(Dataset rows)
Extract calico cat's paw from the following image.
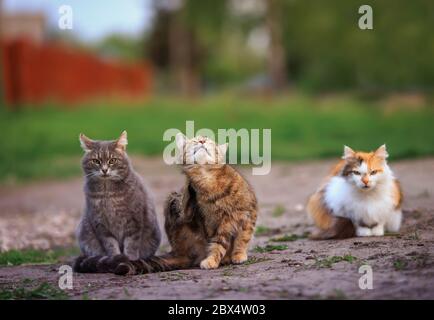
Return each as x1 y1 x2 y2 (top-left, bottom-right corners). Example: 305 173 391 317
200 257 219 270
232 252 247 264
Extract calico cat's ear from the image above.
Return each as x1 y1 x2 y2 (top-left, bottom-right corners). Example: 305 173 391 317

**Your task:**
Rewrite all the items above with "calico cat's" swapped for "tabby cat's" and every other part left unchanged. Omit the pictures from your answer.

**Solution to the exercise:**
Extract tabby cat's paw from the following image.
Return each as x1 y1 x2 y2 (top-left, bottom-right corners). Example: 305 173 391 317
200 257 219 270
232 252 247 264
Extract tabby cat's ear from the image above.
Return each as x1 y1 x2 y2 (top-left, bottom-right corners). Example: 305 173 391 317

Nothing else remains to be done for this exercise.